Be sure to run apachectl restart for your changes to take effect.

Configuration for a single site

One of the simplest approaches is to place your site's source (that is, configuration files and other stuff used by Thalassa) side-by-side with that html directory (that is, make a dir like /var/www/Site for your site's source), and make the whole /var/www owned by Apache (the www-data account in case of Debian), and perform all site maintenance tasks as that user.

You will also need a directory for your session database. We'll use /var/www/_site directory for this purpose.

Letting the whole /var/www tree be owned by the www-data user is terribly risky. If some bad guys manage to establish control over your Apache, they will have write access not only to your site, but to your site sources as well, and the worst thing here is that all this may remain unnoticed for a long period. However, we cant't follow the usual permissions scheme in which the files placed in the web space are owned by another user and are only readable for Apache (actually, they are typically made world-readable, thus Apache being just one of these others). This is because, as long as we don't use suexec, the CGI programs are launched by Apache with the same credentials as it has itself, and the Thalassa CGI program must be able to update the files within the web space. If you want a secure configuration, please give up this single-site, no-suexec approach in favor of the suexec-based configuration. Yes, it does make sense even in case you only run one site on your server.

We will assume you're going to use the Smoky template; it's a good starting point anyway.

Assuming the Site directory isn't there yet, do the following (as root):

  cp -R /your/sources/of/thalassa/example/templ_smoky /var/www/Site
  mkdir /var/www/_site
  chown www-data /var/www -R
  chmod ugo+rX /var/www -R
  chmod 700 /var/www/_site

From now on, you will only need root access to modify the configuration of Apache, while all manipulations with the site's content can be done with the Apache user's (www-data in our example) permissions. If the command su - www-data fails, you might need to change the login shell for the www-data user in your /etc/passwd.

Prepare your site for generation; if you use Smoky, follow the instructions found in the README file; in particular, set at least the following in your config.ini:

  [options dir]
  target = ../html
  spool = ../_site/_spool
  thalcgi = /usr/local/bin/thalcgi.cgi

  [options site]
  url = http://www.example.com    whatever is the URL of your site
  briefname = example.com

  [options cgi]
  userdbdir = ../_site
  sitesrc = ../Site
  thalassa_bin = /usr/local/bin/thalassa
  secret = YOUR_VERY_SECRET_PIECE_OF_JUNK

  [general]
  opt_selector:feed = news

Be sure to pay attention to other configurable options as well. The parameters listed above may be more important in the sense your site will not work without them, but that's no reason to ignore everything else.

## Written instruction 1:
Count the lines of the records that contain the word "fabric", and reply with the number alone.
The Thalassa setup text and the records come from unrelated sources.

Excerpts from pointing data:
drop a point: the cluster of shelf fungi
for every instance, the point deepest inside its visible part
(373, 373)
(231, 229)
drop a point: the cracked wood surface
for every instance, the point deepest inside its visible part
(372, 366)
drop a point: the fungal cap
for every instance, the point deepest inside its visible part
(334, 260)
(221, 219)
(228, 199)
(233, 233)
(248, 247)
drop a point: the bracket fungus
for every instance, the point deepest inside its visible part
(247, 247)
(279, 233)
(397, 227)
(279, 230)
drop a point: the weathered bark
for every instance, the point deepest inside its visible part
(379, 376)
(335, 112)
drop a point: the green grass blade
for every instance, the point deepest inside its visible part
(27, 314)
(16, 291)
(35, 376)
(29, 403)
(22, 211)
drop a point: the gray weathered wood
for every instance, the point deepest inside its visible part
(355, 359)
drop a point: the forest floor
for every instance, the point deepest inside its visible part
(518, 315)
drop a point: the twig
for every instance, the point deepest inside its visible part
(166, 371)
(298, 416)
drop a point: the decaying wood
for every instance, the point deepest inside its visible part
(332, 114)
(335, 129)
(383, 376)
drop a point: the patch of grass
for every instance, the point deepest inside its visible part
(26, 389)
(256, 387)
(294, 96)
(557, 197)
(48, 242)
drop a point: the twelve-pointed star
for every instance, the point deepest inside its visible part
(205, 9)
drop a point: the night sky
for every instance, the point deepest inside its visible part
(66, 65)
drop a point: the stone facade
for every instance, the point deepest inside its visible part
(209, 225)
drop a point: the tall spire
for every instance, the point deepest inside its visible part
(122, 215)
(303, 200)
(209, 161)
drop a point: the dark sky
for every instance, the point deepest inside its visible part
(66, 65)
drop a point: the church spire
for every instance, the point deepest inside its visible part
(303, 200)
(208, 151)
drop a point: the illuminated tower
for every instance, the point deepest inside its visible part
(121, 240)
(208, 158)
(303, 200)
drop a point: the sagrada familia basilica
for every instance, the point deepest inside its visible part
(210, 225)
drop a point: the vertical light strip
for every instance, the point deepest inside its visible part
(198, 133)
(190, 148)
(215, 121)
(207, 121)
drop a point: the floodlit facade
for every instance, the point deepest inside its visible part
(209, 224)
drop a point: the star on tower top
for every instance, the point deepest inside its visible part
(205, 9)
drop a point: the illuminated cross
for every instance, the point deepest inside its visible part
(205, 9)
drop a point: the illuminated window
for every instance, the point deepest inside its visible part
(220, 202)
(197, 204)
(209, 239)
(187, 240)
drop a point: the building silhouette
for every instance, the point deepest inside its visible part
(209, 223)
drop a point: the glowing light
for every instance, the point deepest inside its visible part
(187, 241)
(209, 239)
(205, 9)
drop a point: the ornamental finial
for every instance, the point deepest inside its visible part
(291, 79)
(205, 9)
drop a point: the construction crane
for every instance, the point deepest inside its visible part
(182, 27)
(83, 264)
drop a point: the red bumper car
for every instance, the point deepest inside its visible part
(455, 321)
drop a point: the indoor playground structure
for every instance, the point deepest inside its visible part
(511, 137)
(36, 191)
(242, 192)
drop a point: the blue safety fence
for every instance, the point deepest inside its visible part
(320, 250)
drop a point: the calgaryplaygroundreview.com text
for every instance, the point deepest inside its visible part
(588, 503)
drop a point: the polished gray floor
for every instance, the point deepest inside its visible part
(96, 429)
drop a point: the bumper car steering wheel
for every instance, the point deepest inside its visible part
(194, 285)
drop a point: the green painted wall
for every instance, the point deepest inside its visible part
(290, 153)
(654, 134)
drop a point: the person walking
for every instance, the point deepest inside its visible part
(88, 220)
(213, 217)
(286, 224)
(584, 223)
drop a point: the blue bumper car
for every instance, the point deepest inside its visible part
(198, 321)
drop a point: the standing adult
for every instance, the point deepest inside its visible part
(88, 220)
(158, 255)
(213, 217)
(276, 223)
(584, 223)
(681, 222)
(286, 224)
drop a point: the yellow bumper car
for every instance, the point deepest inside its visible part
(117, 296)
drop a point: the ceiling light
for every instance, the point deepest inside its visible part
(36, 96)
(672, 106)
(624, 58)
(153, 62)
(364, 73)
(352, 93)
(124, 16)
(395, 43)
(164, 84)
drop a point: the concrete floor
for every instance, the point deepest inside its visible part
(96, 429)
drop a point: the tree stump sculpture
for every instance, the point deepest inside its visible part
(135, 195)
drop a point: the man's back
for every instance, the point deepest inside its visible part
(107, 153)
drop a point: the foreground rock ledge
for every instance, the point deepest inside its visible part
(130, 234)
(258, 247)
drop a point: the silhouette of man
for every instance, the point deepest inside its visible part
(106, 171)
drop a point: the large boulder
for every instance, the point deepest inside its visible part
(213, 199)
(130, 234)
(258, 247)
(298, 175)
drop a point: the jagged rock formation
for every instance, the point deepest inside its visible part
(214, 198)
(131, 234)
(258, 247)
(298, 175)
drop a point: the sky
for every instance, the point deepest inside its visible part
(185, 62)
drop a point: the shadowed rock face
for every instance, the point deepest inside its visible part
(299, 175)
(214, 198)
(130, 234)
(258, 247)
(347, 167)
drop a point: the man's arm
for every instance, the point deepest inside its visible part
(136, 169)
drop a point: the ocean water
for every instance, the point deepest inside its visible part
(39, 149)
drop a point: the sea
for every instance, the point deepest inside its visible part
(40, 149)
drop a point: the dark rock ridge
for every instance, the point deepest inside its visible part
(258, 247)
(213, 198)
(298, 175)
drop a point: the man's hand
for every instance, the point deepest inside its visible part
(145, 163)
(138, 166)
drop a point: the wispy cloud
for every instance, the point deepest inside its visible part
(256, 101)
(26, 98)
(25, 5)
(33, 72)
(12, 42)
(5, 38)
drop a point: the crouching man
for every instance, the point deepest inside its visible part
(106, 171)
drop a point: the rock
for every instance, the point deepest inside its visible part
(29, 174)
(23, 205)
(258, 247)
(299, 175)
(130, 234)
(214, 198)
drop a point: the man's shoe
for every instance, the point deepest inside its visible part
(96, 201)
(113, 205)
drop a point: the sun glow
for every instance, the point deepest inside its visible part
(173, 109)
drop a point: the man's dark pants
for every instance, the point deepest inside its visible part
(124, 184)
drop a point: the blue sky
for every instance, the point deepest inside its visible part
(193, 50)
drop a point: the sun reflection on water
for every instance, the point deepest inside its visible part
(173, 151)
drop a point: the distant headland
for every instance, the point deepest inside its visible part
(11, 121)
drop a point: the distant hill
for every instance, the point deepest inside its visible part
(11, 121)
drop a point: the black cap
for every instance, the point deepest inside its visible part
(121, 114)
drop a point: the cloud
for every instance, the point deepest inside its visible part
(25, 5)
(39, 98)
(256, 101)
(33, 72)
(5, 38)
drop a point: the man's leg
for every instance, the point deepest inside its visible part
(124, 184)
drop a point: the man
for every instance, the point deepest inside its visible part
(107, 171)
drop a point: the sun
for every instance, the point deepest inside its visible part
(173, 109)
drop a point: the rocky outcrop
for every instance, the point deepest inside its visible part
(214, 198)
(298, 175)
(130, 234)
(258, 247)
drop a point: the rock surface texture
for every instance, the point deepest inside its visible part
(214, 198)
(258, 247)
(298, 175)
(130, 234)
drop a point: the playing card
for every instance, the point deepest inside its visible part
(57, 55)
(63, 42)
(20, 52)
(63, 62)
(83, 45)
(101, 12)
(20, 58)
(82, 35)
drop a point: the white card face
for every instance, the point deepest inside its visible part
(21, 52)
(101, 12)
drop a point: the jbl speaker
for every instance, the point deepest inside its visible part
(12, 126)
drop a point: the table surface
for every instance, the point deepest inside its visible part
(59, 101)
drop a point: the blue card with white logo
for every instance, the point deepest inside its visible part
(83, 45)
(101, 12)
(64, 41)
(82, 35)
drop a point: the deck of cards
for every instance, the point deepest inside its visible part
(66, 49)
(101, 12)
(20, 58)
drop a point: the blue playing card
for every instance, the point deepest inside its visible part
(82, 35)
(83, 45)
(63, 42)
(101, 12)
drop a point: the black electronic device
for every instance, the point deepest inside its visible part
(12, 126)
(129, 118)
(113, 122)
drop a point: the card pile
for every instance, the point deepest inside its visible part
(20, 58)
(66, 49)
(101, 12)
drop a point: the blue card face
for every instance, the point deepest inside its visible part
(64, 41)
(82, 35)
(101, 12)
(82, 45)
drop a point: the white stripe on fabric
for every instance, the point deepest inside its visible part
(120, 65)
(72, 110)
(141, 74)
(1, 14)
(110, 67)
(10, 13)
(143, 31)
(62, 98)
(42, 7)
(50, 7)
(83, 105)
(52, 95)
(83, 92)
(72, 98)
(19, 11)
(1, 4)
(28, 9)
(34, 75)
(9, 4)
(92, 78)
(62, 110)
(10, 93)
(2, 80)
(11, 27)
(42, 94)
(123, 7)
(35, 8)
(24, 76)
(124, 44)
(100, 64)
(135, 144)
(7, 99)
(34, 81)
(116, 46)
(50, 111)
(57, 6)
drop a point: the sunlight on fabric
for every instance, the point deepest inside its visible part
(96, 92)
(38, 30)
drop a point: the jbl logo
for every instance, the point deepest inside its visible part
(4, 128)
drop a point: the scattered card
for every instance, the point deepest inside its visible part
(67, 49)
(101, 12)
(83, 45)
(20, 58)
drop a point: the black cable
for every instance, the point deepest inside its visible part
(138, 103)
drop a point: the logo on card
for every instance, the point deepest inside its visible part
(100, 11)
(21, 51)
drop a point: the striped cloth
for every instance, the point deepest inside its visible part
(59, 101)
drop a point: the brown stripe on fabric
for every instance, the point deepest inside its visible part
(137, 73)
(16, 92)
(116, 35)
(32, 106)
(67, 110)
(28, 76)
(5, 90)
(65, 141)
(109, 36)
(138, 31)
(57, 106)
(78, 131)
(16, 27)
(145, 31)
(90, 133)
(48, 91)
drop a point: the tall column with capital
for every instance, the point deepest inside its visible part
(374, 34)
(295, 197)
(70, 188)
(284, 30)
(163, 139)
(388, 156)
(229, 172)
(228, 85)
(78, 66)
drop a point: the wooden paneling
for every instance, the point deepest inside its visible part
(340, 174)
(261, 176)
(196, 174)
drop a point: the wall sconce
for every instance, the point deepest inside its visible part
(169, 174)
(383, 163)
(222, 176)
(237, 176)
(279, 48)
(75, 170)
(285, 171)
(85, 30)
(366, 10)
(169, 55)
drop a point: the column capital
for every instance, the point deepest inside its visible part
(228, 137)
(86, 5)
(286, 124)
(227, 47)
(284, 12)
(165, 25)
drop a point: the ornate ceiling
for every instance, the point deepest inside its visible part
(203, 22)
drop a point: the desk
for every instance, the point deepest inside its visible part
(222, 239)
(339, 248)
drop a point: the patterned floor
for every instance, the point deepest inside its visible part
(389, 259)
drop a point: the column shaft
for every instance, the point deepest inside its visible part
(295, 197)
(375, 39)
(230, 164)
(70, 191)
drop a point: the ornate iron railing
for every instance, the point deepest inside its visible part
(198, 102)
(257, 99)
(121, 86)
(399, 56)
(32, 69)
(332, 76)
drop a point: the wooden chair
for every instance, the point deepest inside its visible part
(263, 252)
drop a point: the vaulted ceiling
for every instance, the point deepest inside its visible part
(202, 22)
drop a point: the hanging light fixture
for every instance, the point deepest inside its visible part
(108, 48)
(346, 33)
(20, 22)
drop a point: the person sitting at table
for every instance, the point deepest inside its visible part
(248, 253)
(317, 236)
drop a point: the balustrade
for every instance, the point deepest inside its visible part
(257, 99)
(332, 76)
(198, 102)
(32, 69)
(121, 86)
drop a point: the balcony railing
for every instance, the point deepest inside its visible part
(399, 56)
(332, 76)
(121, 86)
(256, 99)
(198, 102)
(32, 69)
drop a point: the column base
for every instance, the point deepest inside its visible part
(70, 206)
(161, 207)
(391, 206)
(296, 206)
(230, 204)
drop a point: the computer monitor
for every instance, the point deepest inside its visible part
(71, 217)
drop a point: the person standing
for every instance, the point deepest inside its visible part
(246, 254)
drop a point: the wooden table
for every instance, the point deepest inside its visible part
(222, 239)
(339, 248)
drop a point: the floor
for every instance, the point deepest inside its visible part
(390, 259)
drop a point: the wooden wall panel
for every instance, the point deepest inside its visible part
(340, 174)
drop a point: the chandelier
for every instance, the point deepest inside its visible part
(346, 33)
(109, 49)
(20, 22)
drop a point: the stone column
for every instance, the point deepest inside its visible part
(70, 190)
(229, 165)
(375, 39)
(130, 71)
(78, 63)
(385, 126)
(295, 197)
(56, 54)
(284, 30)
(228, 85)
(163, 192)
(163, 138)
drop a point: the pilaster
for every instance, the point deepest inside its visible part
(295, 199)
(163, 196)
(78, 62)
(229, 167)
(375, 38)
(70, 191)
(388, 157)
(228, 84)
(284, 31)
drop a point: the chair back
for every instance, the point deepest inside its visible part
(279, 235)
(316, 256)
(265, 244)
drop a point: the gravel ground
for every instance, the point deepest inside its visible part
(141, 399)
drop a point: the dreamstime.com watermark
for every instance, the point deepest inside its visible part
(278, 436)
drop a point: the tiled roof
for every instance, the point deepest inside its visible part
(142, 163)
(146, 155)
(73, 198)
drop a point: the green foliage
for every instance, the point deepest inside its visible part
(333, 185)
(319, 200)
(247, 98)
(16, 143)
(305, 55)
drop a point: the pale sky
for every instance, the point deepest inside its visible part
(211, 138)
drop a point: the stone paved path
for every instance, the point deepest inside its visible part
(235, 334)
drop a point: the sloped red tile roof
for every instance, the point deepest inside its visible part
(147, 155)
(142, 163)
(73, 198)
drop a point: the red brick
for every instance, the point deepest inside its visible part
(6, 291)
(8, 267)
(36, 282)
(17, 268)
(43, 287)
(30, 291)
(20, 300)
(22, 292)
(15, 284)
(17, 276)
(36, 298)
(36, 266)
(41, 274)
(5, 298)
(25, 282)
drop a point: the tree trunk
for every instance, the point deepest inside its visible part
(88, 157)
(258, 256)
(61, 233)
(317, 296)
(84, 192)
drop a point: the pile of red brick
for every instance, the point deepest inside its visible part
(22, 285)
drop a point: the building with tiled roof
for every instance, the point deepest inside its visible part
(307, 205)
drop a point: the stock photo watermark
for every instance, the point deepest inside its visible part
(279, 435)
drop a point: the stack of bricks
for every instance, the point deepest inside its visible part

## Written instruction 2:
Write the next part of the Thalassa setup text, starting after its final sentence.

## Written response 1:
3

## Written response 2:
Launch the thalassa gen -r command in your Site directory and check if the /var/www/html directory is now populated with files. Actually, your site must be reachable now, showing all the static content, but the CGI program is still unable to run.

As root, edit your /etc/apache2/apache2.conf. Find the default Directory directives, which usually looks like this:

  <Directory />
          Options FollowSymLinks
          AllowOverride None
          Require all denied
  </Directory>

  <Directory /usr/share>
          AllowOverride None
          Require all granted
  </Directory>

  <Directory /var/www/>
          Options Indexes FollowSymLinks
          AllowOverride None
          Require all granted
  </Directory>

Add the following here:

  <Directory /var/www/_site>
          Require all denied
  </Directory>

  <Directory /var/www/Site>
          Require all denied
  </Directory>

  <Directory /var/www/html>
          Options Indexes FollowSymLinks ExecCgi
          AddHandler cgi-script .cgi
          AllowOverride All
          Require all granted
  </Directory>

Now restart your Apache, and everything should work.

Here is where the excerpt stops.